(SELECTED TEXT):
_ _ _
#quantile #median #statistics #approximation #standard-deviation #min-max #estimation

quantogram

Approximate quantiles using histograms with logarithmically sized bins to guarantee worst case absolute relative error

8 unstable releases (3 breaking)

0.4.4 Mar 8, 2022
0.4.3 Mar 4, 2022
0.4.0 Feb 16, 2022
0.3.0 Feb 15, 2022
0.1.0 Feb 3, 2022

#452 in Math

Download history 38/week @ 2023-11-27 106/week @ 2023-12-04 93/week @ 2023-12-11 63/week @ 2023-12-18 102/week @ 2024-01-01 205/week @ 2024-01-08 299/week @ 2024-01-15 327/week @ 2024-01-22 155/week @ 2024-01-29 233/week @ 2024-02-05 454/week @ 2024-02-12 336/week @ 2024-02-19 206/week @ 2024-02-26 175/week @ 2024-03-04 68/week @ 2024-03-11

789 downloads per month
Used in brunch

Custom license

125KB
1.5K SLoC

Quantogram - Approximate Quantile calculation using Histograms

A library for Estimating Online Quantiles of Streams

Quantogram accepts a stream of floating point numbers (f64) with optional weights and estimates the desired quantile, such as the median, as well as providing other common measures like count, min, max, mean and mode. The caller may tradeoff storage and accuracy by choosing the desired absolute relative error from this range:

  • lowest accuracy = 17.2%
  • default accuracy = 1.0%
  • highest accuracy = 0.034%

Installation

Add this to your Cargo.toml:

[dependencies]
quantogram = "0.4"
_ _ _
(RAW RECORDS):
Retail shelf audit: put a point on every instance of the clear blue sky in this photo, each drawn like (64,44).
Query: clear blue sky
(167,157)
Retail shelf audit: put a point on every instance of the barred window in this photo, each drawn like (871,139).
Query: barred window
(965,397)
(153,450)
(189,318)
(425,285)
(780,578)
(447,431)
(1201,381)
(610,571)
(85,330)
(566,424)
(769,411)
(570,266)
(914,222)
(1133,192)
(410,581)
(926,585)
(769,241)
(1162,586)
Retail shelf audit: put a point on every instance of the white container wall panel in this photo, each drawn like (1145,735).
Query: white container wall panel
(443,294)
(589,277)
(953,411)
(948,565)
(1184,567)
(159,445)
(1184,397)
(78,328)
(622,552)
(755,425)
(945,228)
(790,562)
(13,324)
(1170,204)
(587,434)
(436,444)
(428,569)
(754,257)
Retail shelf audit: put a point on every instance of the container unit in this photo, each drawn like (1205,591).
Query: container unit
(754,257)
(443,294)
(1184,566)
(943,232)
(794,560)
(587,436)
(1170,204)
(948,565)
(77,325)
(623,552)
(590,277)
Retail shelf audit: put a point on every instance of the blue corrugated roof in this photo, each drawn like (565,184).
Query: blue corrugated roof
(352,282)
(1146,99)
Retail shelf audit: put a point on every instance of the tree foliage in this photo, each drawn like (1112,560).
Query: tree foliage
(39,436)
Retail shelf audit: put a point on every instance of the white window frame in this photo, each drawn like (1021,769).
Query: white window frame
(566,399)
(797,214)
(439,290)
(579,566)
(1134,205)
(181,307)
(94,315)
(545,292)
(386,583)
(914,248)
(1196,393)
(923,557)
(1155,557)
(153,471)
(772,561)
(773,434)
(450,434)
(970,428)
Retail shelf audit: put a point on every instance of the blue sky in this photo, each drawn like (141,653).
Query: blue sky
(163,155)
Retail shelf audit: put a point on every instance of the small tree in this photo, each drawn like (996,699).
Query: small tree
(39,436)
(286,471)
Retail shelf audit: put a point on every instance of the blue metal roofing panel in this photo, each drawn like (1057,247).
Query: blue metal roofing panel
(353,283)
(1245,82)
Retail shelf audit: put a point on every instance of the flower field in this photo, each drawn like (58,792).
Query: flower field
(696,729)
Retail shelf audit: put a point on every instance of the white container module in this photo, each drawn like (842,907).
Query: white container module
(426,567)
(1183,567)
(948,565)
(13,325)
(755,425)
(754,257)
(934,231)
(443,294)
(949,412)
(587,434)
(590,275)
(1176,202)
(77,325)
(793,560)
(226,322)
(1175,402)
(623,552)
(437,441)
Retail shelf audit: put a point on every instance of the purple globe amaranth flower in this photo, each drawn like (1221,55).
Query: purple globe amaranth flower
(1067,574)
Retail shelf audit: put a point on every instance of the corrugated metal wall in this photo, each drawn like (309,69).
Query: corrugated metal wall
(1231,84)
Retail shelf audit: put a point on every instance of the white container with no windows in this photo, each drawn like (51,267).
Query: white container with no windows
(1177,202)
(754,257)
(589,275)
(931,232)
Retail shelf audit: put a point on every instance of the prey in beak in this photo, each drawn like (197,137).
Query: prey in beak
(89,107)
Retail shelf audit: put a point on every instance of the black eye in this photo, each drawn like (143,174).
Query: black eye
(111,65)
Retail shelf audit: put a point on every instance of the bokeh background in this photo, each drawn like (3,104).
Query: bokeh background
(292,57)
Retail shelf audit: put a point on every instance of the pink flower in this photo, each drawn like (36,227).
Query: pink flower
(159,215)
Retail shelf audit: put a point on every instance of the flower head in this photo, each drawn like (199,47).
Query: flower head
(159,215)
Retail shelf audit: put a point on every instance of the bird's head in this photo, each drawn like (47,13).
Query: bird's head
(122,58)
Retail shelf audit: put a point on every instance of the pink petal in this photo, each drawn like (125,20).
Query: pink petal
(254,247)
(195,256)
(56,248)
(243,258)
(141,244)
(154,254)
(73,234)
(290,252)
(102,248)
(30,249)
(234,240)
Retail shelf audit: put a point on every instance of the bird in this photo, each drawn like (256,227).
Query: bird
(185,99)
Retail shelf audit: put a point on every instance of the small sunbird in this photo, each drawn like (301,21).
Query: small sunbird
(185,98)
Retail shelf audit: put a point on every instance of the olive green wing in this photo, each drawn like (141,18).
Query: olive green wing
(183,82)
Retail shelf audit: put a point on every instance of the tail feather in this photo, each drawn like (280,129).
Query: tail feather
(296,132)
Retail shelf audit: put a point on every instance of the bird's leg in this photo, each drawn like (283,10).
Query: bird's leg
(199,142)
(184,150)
_ _ _
(WHAT NEEDS TO BE DONE):
According to the quantogram page, what is the default accuracy? The lines come from a source separate from the quantogram page.

(COMPLETED TASK):
The default accuracy is 1.0%.